[Referring expression data]
☆ ☆ ☆ ☆ ☆

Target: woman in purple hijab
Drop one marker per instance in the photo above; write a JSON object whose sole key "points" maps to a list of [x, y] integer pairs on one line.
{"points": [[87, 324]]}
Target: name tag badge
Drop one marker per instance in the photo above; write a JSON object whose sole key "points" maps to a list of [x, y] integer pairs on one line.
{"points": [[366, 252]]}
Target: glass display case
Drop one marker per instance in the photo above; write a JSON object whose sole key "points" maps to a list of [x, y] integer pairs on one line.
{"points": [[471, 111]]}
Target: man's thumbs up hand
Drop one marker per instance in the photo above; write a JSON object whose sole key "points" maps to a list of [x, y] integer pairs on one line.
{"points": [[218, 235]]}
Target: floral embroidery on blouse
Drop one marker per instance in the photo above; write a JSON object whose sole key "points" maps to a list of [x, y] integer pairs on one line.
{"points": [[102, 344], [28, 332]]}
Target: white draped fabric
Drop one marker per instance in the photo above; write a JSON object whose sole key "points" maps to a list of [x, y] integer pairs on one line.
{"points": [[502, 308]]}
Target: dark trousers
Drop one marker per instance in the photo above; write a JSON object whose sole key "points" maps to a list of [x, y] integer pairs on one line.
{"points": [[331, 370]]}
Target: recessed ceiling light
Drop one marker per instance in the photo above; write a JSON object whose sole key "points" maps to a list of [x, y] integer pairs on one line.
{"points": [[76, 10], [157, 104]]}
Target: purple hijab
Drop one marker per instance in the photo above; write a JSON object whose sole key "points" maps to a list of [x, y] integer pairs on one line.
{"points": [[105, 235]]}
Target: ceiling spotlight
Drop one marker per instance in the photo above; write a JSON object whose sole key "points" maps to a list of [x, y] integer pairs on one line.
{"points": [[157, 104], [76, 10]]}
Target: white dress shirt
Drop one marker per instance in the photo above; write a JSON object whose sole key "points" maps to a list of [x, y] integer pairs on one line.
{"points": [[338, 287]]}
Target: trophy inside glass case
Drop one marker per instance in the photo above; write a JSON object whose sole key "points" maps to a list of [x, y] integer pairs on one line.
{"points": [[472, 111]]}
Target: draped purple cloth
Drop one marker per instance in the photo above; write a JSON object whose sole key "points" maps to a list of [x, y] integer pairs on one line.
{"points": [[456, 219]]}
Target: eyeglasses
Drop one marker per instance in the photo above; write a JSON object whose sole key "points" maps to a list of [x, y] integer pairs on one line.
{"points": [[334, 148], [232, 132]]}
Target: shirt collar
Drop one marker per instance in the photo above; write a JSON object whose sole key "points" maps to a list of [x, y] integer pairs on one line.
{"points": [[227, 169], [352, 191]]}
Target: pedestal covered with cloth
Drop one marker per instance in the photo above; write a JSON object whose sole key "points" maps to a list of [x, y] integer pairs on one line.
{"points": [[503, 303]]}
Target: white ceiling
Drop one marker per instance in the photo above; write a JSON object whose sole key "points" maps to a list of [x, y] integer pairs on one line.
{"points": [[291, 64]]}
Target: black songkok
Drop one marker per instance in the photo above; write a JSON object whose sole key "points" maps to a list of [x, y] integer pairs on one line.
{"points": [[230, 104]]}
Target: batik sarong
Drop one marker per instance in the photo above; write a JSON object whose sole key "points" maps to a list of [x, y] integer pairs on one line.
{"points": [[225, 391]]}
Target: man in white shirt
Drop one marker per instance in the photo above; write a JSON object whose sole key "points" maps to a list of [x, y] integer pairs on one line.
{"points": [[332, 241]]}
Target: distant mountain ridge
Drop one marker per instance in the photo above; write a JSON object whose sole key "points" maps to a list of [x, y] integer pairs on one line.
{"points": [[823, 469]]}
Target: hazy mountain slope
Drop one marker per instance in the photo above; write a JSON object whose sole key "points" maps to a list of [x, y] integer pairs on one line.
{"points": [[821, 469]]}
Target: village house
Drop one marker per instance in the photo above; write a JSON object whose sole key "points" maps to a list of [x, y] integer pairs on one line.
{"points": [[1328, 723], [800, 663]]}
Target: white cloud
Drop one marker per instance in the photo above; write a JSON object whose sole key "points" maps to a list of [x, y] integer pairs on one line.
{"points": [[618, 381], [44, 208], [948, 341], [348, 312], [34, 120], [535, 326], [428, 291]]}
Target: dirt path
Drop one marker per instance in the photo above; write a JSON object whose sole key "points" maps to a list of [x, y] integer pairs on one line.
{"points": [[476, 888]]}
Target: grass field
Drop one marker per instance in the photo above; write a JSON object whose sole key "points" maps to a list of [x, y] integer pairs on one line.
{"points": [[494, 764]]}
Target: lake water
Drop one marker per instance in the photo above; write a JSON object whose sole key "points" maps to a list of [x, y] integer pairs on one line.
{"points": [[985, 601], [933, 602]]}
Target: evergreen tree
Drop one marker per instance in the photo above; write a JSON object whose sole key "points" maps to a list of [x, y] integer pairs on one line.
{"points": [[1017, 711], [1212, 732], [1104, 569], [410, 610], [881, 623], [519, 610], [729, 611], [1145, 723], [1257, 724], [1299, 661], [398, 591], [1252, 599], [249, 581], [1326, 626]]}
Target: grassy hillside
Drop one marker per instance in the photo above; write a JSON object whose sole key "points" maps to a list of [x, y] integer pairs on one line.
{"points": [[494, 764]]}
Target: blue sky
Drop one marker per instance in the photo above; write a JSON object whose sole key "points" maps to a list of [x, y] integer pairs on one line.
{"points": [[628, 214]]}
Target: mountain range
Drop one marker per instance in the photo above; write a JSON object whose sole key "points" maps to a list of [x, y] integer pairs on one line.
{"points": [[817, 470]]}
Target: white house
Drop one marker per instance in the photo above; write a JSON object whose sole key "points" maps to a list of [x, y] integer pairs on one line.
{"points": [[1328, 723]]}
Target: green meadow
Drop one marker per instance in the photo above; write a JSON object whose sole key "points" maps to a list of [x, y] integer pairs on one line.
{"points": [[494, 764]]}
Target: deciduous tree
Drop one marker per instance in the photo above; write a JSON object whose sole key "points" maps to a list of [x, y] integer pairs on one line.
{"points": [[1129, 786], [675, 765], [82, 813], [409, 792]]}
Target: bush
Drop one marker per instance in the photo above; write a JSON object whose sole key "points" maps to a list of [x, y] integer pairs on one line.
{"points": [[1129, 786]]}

☆ ☆ ☆ ☆ ☆

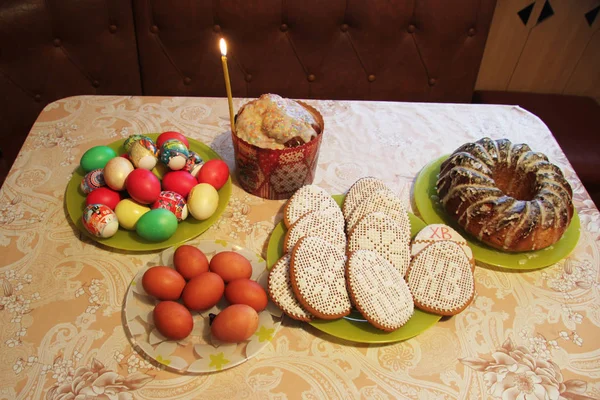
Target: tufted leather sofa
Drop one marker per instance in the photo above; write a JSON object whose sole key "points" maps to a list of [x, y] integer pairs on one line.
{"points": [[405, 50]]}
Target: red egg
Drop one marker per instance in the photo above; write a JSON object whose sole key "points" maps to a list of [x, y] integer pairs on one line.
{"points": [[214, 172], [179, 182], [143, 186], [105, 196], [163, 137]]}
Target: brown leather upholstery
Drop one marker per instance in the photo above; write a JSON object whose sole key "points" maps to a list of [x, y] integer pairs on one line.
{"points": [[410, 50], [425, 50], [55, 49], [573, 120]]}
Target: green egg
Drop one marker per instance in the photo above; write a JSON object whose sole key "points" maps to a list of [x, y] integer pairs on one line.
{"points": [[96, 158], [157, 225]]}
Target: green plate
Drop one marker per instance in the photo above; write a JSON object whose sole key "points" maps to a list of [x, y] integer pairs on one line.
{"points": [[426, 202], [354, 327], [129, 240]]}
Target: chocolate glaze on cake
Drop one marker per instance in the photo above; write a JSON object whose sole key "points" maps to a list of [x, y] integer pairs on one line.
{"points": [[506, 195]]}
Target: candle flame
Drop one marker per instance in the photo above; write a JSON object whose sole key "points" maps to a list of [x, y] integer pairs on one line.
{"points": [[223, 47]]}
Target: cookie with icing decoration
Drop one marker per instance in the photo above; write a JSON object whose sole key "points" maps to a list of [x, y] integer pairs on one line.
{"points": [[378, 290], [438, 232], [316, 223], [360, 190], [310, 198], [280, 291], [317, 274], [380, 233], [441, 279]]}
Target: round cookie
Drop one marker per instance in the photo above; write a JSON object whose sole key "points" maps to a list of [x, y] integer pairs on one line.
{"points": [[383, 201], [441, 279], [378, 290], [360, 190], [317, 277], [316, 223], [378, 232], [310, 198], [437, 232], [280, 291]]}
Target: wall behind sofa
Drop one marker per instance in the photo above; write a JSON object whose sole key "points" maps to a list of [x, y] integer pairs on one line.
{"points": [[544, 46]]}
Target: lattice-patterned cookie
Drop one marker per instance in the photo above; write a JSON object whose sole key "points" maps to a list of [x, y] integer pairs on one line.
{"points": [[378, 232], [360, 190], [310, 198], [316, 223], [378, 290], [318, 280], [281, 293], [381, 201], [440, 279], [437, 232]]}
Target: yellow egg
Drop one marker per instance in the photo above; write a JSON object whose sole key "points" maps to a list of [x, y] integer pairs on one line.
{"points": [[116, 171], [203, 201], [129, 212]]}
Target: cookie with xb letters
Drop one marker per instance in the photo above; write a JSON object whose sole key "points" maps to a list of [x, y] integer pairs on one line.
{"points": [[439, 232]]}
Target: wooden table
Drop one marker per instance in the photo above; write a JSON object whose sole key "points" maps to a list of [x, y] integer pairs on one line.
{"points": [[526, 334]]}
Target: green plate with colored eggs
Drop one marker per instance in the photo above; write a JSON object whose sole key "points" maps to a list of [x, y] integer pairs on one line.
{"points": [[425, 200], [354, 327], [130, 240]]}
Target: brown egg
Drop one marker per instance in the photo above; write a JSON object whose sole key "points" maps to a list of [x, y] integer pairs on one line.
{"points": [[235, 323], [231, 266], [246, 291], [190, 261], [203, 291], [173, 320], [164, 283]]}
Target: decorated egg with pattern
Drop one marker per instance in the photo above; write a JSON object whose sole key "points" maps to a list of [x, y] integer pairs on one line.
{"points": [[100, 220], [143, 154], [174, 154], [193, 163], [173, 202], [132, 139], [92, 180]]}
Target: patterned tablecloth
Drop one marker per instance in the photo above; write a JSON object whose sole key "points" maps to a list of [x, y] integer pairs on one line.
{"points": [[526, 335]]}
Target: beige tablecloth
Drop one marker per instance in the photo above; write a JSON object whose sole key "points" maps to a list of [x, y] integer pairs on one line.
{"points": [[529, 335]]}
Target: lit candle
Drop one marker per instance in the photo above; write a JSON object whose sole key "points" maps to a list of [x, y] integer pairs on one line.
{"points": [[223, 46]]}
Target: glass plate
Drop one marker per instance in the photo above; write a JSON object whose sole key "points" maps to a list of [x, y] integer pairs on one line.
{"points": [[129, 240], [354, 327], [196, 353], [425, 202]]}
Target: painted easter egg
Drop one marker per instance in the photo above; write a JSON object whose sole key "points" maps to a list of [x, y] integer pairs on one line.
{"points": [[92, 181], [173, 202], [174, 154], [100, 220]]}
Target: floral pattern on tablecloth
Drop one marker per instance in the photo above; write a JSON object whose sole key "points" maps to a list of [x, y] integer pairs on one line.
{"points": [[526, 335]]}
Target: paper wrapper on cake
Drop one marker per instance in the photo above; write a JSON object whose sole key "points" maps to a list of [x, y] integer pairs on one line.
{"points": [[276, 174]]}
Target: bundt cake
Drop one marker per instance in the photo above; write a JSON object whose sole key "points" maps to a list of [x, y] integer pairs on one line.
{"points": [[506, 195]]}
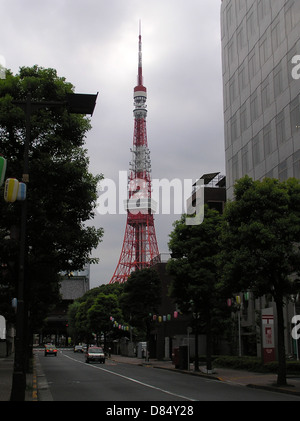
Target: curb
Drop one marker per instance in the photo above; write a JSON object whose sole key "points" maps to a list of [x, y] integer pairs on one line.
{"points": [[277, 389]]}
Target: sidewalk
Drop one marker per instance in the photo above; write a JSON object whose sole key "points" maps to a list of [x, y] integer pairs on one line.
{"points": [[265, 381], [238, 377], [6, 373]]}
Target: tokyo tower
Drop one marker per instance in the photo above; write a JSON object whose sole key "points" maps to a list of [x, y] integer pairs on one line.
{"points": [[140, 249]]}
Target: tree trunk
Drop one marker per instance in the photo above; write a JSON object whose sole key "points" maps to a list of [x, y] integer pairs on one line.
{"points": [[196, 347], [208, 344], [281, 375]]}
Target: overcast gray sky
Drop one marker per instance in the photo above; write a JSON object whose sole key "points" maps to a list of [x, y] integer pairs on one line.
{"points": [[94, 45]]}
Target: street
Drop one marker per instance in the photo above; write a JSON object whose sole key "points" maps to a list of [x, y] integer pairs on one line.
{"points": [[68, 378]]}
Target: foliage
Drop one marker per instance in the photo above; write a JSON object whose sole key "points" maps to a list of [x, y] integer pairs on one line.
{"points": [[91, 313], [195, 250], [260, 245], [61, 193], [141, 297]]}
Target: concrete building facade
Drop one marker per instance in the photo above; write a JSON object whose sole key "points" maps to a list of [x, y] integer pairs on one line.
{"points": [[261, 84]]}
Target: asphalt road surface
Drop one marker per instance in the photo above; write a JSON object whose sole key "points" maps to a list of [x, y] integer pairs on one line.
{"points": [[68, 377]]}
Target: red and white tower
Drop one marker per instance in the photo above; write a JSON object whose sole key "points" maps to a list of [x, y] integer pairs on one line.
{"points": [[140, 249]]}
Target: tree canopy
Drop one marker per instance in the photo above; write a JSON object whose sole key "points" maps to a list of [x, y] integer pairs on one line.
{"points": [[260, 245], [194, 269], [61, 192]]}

☆ ☆ ☆ ☆ ☆

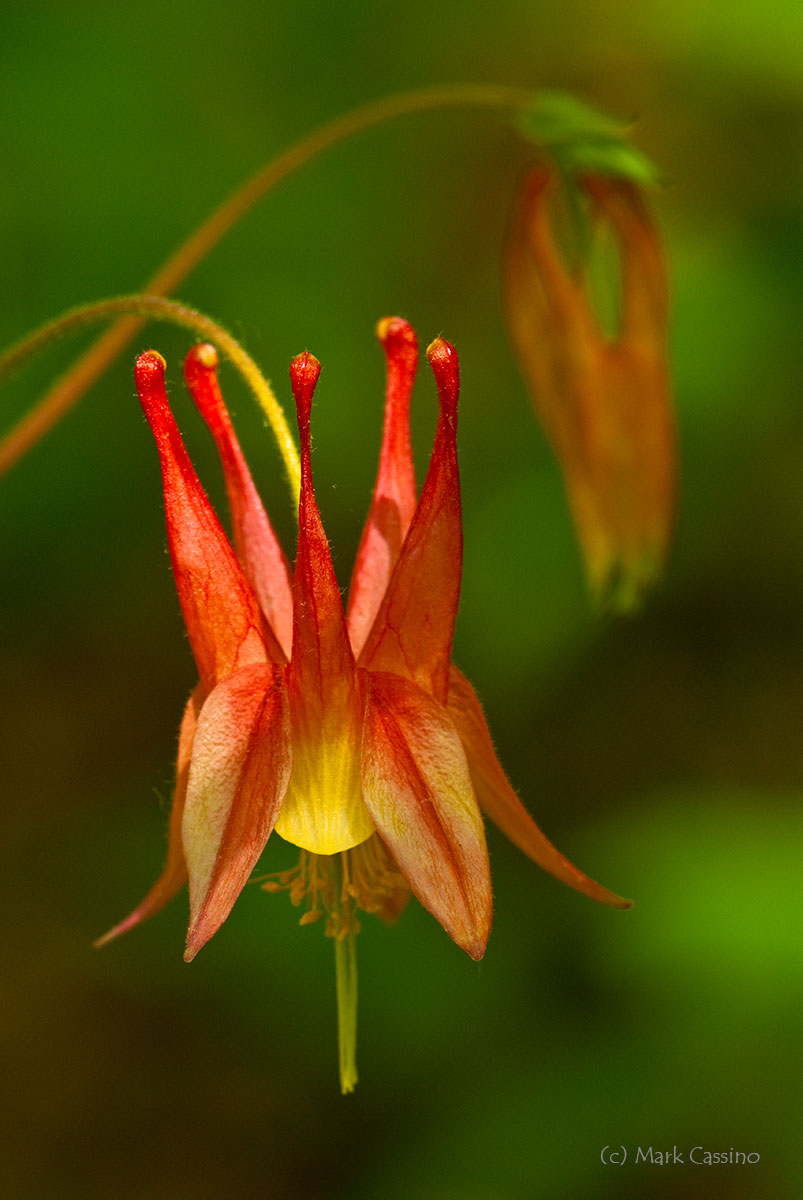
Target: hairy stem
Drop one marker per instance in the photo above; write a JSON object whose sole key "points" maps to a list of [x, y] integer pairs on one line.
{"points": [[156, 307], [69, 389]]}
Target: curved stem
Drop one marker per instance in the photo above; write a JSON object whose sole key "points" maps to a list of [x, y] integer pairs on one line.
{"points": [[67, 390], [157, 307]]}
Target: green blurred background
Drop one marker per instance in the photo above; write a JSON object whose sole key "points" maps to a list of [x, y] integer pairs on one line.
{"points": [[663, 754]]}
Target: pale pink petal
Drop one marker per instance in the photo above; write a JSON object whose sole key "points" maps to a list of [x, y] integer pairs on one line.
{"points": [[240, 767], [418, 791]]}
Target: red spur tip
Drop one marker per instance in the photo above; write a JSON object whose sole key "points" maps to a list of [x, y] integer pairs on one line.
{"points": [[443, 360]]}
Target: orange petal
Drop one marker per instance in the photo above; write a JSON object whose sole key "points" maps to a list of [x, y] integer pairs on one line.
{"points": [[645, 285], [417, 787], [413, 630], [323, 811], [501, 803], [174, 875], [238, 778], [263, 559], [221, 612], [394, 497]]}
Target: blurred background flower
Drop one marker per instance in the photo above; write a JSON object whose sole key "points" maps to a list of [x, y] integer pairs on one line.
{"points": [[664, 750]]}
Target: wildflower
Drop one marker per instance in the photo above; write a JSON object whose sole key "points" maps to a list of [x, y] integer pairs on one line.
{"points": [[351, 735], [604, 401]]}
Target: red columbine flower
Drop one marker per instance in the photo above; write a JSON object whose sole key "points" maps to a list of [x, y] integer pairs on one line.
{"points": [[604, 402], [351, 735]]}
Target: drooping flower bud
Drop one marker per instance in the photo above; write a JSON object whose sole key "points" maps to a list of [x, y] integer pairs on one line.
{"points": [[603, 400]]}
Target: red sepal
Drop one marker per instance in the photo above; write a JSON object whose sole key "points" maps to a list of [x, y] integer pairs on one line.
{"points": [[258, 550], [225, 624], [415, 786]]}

☆ ☆ ☆ ☆ ☆

(Task goal) Look above for the line holding "Target: woman in purple hijab" and the line holding "Target: name tag badge", then output exactly those two lines and every line between them, nothing more.

(Output)
Target: woman in purple hijab
Drop one marker per instance in the photo above; write a JSON object whose sole key "points" maps to a list of [x, y] integer pairs on one line.
{"points": [[87, 324]]}
Target: name tag badge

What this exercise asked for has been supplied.